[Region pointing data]
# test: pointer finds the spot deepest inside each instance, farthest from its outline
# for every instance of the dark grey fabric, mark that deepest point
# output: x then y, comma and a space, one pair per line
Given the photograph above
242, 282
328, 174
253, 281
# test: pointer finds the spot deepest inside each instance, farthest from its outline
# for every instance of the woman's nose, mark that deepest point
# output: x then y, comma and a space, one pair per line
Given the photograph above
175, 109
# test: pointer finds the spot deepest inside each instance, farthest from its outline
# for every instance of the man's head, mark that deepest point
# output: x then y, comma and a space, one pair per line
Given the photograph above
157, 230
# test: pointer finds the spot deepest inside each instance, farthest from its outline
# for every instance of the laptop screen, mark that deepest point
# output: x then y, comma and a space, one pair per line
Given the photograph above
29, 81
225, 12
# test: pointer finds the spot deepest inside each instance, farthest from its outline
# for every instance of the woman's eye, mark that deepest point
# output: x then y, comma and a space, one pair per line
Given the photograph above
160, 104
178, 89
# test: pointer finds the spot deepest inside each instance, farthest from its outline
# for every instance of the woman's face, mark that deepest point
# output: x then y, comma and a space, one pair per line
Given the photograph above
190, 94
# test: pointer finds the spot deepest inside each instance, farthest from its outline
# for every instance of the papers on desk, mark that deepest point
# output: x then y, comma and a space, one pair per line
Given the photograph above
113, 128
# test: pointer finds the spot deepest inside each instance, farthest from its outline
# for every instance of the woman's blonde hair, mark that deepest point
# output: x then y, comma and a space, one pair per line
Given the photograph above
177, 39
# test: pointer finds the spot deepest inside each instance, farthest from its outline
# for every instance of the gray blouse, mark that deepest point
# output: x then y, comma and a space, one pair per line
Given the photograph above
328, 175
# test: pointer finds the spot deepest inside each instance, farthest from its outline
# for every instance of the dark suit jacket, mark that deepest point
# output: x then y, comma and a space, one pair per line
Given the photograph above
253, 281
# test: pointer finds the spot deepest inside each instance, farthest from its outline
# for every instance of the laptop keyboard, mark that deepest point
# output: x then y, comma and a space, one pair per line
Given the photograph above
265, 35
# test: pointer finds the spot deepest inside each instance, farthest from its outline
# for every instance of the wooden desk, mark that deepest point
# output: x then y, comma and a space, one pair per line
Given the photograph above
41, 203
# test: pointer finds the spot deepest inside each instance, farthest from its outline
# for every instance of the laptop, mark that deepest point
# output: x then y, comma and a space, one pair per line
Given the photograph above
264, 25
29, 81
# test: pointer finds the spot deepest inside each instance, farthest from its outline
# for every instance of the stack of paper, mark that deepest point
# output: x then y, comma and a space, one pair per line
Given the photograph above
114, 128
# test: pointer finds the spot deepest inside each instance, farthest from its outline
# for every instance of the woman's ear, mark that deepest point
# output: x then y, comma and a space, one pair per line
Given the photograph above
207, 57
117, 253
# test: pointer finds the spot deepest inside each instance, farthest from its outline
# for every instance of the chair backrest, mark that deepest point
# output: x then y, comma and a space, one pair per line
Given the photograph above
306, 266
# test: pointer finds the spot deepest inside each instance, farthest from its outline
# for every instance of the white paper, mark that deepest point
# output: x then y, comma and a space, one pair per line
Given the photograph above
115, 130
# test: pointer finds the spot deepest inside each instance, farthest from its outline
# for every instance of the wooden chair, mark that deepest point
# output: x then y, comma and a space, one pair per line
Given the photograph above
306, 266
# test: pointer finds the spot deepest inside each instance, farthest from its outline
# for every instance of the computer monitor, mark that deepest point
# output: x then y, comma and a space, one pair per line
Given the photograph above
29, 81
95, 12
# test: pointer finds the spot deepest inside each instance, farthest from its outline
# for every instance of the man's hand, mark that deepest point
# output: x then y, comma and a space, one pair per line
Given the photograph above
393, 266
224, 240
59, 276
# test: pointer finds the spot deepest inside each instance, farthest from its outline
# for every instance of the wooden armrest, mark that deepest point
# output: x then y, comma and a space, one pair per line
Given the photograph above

__DIRECTIONS__:
Only the lines above starting with the one with "# for every instance of the woman's ear, mark" and going through the one with "# for every instance of the wooden chair, mark" are to be copied, word for word and with both ends kept.

__SOLVED EXERCISE__:
# for every instance of the woman's ear, mark that deepest point
# output: x then y, comma and a space, one pair per line
Given the photograph above
207, 57
117, 253
# test: pointer finds the spot deepest inside each instance, farthest from its outline
# for every instance of the chair backrest, mark that deepest point
# output: x then y, comma and a space, one pair per line
Given the photograph above
306, 266
# test: pointer finds the spot deepest inside each instance, farthest from its outline
# for every instance of the white paper, mark that deepest point
# output: x then y, comma and a space, one pair per line
Given the photograph above
115, 130
# test: pointer finds the spot deepest inside each instance, farthest from its outline
# for every instance of the wooden chair, mark that deepest point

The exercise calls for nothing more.